#### [Task requirements]
1 > In the archaeology news digest below, transcribe the passage starting at "GRECE - Anitkythera" and ending at "constellation of Taurus.".
2 > Render this sentence from the archaeology news digest below into Spanish: "Scholars think the disc may have been a gear in the device that predicted the location of the zodiac constellation of Taurus."

#### [Document segment]
GRECE - Anitkythera - A bronze object that may be an additional piece of the Antikythera Mechanism or a similar device was recovered from the site of a shipwreck in the Aegean Sea last year. The Anitkythera Mechanism, discovered by sponge divers in 1901, is a 2,200-year-old complicated system of cogwheels thought to have been used to calculate the movements of the sun, moon, and planets, and predict eclipses and equinoxes. An X-ray of the newly recovered bronze disc, which measures about three inches in diameter, has four metal arms, and holes for pins, shows that it bears an image of a bull. Scholars think the disc may have been a gear in the device that predicted the location of the zodiac constellation of Taurus.
GRECE – Vergina - Scientists from Aristotle University of Thessaloniki will re-examine the bones that were discovered in the in Aigai royal tombs in Vergina, Macedonia.According to what Chrysoula Palliadeli, the scientific manager of the project, told Greece’s Kathimerini daily, the scientists have evidence that increases the possibility of Philip II being the man whose body was discovered in the royal tombs. The tombs and the surrounding area have been excavated by archaeologists and scientists since 1938, and the experts publish their findings on a yearly basis during their annual conference
IRAN – Peygham Chai Dam - The Public Relations Office of the Research Institute of Cultural Heritage and Tourism (RICHT) quoted Nasrin Qahremani, head of the archeology team as saying that cultural-historical works close to the dam were surveyed and discovered in 1393 (2014) during which 28 cultural-historical works were documented. The archeologist further remarked that in 1396, the same enclosure was surveyed in a more expanded area within the framework of a research project with an aim of finding settlements in the Bronze and Iron Age associated with the kurgans which led to the discovery of 34 other cultural-historical works. Qahremani noted that in addition to documenting the new works the archeological prospect of the discovered works was analyzed based on the altitude from the sea level, water resources, gradient and topography in the global mapper program. In addition to the salvage works within the scope of danger the purpose is to find out the reasons for demographic changes from the 2nd millennium BC, she said. The head of the archeology team added that given the fact that the kurgans contain human and animal burial the necessity of conducting DNA tests to find out demographic changes will be among the scientific goals of the plan.

#### [Listed entries]
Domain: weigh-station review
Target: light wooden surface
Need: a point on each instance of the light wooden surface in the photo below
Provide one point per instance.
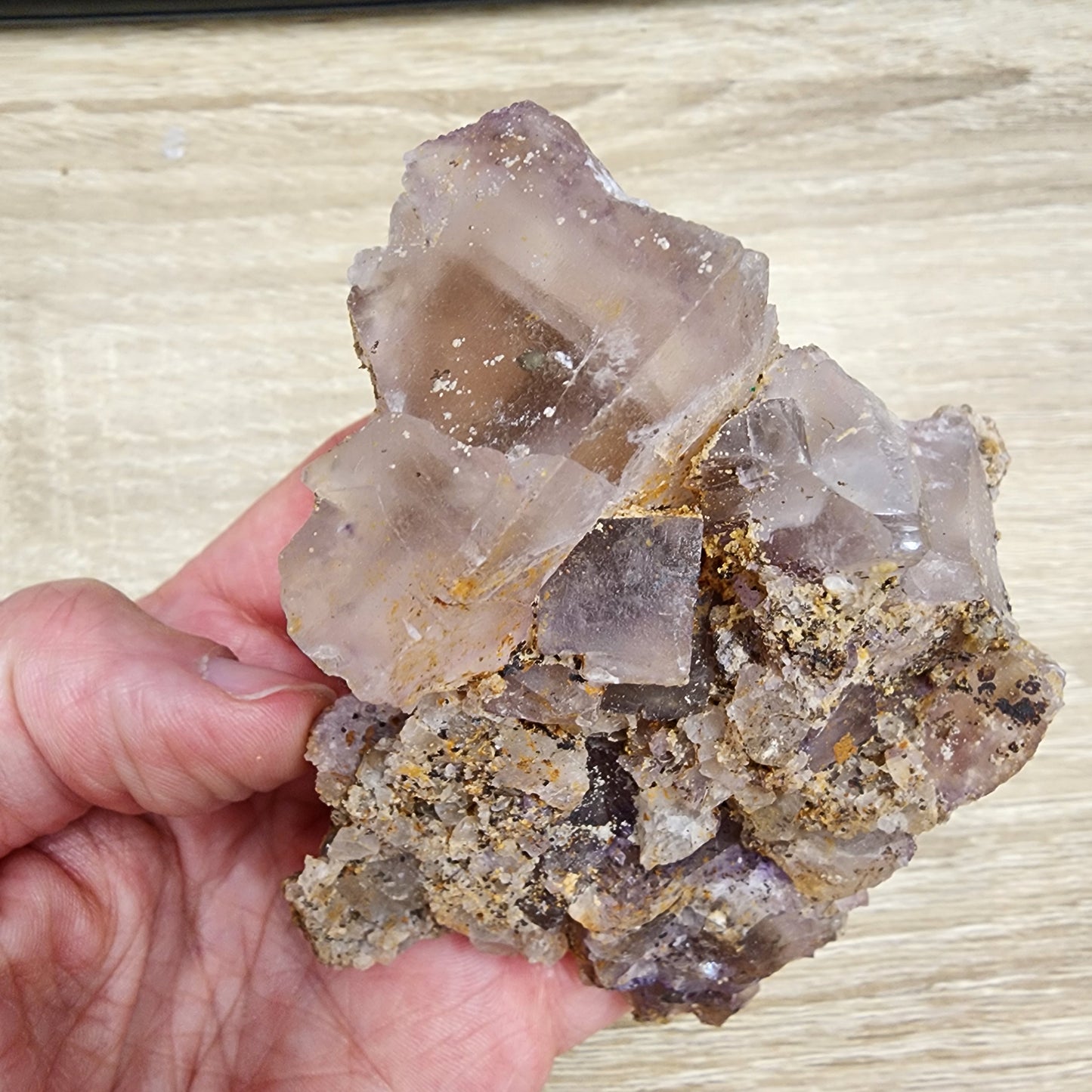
(177, 206)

#### [Results of the exercise]
1 >
GRECE - Anitkythera - A bronze object that may be an additional piece of the Antikythera Mechanism or a similar device was recovered from the site of a shipwreck in the Aegean Sea last year. The Anitkythera Mechanism, discovered by sponge divers in 1901, is a 2,200-year-old complicated system of cogwheels thought to have been used to calculate the movements of the sun, moon, and planets, and predict eclipses and equinoxes. An X-ray of the newly recovered bronze disc, which measures about three inches in diameter, has four metal arms, and holes for pins, shows that it bears an image of a bull. Scholars think the disc may have been a gear in the device that predicted the location of the zodiac constellation of Taurus.

2 > Los estudiosos creen que el disco pudo haber sido un engranaje del dispositivo que predecía la ubicación de la constelación zodiacal de Tauro.